Text for analysis:
Content starts


            Eventually, he went into renal failure.  And it was at that point he had to admit he had Hepatitis C.  Still, he lied about that.  He would tell one person that he'd known about it only three years, someone else heard him tell a doctor ten . . . we all wondered just when he would start telling the truth.

            But, when he had found out, he had not gone through the treatment because he had heard it was agonizing.  This may be true, but it also saved your life.  Besides, nothing could compare to the agony he went through when he finally started dying.

            He was in and out of the hospitals, any hospital, until some refused to see him anymore or give him any more prescriptions.  He mainly went in to get painkillers and tranquilizers and then left against medical advice, once wearing nothing but a hospital gown.

            All of his pride and vanity were a thing of the past by 2009.  Oh, he was still mean, and he would still lie.  Once, while recovering from a drug overdose, which may have been intentional, Jillian went to see him in the hospital.  She said that he would say things, some bizarre, and then add, "You know I'm lying."  She told him that he had been lying his entire life.

            When he was between hospital visits, he would call us, often in the middle of the night, begging for painkillers or tranquilizers.  We didn't have any, and we told him that repeatedly.  We finally had to start taking our phone off the hook before we went to bed.

Content ends

Exercise prompt:
In the text about the man with Hepatitis C, do these statements agree with it? For each, answer yes or no and quote the deciding words. (a) He avoided treatment because he had heard it was agonizing. (b) Jillian visited him in the hospital while he was recovering from a car accident. (c) His calls asking for painkillers came mostly during the day. The lines that follow are separate material and have no connection to the text above.

Data entries:

Content starts

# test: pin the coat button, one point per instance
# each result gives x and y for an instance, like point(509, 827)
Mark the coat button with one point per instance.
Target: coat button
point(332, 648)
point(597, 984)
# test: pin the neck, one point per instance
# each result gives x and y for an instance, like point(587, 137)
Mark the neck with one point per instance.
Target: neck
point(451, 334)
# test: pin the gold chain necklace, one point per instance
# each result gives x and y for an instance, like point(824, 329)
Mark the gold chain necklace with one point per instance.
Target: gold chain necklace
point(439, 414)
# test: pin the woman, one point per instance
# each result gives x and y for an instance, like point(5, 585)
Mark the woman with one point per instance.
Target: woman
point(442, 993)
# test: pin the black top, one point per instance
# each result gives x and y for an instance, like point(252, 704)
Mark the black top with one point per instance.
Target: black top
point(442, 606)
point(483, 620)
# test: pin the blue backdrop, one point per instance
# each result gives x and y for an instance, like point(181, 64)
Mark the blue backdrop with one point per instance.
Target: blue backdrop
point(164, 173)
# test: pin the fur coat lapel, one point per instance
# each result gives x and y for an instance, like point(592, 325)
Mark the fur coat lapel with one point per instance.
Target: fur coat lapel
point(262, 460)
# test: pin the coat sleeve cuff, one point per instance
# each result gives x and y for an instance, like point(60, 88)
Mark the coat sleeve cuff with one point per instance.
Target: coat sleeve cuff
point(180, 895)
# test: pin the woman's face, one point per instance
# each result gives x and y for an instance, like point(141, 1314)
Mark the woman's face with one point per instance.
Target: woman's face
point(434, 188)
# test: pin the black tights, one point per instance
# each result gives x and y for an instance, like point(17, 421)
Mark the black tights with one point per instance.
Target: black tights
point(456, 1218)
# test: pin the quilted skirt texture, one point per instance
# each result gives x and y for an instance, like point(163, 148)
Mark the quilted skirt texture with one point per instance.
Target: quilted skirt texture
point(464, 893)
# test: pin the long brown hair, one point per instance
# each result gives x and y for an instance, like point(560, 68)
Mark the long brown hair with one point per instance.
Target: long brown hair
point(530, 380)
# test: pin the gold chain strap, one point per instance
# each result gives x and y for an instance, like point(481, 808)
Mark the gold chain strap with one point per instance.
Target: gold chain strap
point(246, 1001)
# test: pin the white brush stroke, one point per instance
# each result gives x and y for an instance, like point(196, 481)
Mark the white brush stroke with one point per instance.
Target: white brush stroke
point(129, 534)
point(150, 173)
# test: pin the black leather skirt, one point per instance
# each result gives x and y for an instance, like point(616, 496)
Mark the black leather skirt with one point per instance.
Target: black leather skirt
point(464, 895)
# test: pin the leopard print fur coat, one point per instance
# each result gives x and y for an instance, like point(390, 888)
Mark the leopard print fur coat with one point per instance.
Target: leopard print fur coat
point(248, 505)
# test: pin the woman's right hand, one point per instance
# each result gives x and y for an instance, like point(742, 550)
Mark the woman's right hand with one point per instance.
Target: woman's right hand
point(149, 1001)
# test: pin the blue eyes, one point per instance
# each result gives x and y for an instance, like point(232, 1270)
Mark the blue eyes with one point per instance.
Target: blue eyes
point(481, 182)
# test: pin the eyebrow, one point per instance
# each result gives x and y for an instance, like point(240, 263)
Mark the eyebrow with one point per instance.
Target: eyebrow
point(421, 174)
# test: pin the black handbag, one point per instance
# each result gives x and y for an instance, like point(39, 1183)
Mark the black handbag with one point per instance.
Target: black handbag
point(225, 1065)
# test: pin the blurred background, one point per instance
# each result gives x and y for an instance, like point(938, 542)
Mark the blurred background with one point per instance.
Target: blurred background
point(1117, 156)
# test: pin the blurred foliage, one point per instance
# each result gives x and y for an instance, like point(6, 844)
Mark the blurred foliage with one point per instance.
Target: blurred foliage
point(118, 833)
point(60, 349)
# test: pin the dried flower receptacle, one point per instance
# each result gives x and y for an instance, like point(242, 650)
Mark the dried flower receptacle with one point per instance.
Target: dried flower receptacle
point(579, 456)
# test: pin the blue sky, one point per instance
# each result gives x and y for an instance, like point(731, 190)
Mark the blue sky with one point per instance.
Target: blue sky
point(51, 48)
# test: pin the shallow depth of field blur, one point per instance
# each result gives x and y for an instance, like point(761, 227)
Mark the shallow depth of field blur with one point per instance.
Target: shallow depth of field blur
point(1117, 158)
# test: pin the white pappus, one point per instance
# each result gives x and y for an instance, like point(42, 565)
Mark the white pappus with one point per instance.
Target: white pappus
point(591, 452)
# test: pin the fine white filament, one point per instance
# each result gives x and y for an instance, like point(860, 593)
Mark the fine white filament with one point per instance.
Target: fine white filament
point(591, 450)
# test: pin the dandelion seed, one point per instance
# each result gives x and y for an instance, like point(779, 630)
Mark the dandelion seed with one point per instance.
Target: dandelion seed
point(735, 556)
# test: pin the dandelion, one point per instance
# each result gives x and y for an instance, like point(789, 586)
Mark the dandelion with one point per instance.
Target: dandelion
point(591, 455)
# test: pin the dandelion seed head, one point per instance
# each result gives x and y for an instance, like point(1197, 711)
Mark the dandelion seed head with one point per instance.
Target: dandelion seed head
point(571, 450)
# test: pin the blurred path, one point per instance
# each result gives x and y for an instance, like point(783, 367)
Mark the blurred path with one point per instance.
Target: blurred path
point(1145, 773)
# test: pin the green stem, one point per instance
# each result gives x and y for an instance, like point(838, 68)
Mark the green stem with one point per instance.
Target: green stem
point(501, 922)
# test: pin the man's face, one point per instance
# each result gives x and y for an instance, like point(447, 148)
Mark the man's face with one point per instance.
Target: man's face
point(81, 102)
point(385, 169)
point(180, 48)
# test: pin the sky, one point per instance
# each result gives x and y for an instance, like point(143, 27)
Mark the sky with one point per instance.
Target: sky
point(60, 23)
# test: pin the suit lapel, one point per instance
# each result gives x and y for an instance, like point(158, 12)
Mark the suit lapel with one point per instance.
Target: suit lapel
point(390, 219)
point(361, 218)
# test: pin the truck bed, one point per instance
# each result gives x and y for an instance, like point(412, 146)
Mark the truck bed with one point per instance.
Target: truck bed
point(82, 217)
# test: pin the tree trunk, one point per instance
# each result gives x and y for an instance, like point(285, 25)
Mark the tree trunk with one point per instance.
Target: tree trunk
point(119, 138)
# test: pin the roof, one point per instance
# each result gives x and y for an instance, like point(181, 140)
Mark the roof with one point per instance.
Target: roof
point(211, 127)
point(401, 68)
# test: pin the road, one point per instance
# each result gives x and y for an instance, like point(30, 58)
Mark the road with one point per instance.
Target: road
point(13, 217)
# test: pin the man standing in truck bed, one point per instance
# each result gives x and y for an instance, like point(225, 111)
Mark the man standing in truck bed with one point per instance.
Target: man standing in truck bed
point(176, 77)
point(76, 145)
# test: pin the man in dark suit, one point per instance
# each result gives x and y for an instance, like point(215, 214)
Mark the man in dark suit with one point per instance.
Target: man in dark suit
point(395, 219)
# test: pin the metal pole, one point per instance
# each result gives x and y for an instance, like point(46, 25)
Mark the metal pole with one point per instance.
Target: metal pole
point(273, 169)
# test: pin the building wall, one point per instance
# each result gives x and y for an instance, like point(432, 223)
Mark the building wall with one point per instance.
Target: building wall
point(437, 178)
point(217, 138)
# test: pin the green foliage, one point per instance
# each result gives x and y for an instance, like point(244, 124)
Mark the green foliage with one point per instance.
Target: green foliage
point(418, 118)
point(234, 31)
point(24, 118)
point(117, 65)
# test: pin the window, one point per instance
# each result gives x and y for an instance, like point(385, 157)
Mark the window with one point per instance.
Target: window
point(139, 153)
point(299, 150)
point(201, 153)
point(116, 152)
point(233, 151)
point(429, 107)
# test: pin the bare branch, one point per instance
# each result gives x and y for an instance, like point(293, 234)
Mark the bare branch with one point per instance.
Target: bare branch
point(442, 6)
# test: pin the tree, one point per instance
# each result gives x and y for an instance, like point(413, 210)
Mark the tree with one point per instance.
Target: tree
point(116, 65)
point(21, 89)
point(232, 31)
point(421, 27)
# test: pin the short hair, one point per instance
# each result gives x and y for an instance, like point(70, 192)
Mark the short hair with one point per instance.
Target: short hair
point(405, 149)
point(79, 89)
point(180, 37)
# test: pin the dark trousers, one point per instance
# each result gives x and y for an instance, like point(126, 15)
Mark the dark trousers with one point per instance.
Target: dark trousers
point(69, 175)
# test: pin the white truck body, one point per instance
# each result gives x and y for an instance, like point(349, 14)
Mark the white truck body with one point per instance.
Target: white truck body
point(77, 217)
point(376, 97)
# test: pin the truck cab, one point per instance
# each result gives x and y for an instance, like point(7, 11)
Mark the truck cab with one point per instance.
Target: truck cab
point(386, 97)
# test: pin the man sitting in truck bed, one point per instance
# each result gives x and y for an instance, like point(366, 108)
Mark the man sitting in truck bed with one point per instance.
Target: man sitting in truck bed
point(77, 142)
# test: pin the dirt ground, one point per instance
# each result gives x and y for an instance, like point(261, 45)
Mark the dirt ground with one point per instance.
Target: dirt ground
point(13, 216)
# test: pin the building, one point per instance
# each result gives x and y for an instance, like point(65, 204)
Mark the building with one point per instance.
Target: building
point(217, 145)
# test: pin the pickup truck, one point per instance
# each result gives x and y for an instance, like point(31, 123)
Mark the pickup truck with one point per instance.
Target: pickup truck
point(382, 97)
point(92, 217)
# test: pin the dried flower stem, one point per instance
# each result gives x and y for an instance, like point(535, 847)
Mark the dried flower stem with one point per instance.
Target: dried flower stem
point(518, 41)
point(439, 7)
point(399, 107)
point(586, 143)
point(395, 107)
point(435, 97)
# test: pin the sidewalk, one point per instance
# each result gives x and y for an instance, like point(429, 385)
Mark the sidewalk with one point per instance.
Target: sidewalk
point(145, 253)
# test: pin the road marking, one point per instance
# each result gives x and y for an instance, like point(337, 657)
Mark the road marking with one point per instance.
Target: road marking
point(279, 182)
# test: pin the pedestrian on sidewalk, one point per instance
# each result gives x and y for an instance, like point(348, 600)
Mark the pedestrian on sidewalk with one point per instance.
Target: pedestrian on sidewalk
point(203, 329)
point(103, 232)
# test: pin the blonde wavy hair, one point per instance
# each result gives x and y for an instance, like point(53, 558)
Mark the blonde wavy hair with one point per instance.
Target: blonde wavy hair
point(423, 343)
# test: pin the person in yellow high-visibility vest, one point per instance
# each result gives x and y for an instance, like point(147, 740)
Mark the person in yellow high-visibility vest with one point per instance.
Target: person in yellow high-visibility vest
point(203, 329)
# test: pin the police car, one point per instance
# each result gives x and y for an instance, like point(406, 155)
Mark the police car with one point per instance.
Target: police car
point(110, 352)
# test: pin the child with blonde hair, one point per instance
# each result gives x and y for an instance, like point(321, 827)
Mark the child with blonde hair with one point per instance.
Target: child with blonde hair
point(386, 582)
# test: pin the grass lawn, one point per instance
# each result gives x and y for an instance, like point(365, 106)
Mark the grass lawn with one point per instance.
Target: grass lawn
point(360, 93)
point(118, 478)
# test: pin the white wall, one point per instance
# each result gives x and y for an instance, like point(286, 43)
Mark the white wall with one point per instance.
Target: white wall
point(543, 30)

Content ends

Output for this task:
(a) Yes: "he had not gone through the treatment because he had heard it was agonizing."
(b) No: "while recovering from a drug overdose, which may have been intentional, Jillian went to see him in the hospital."
(c) No: "he would call us, often in the middle of the night, begging for painkillers or tranquilizers."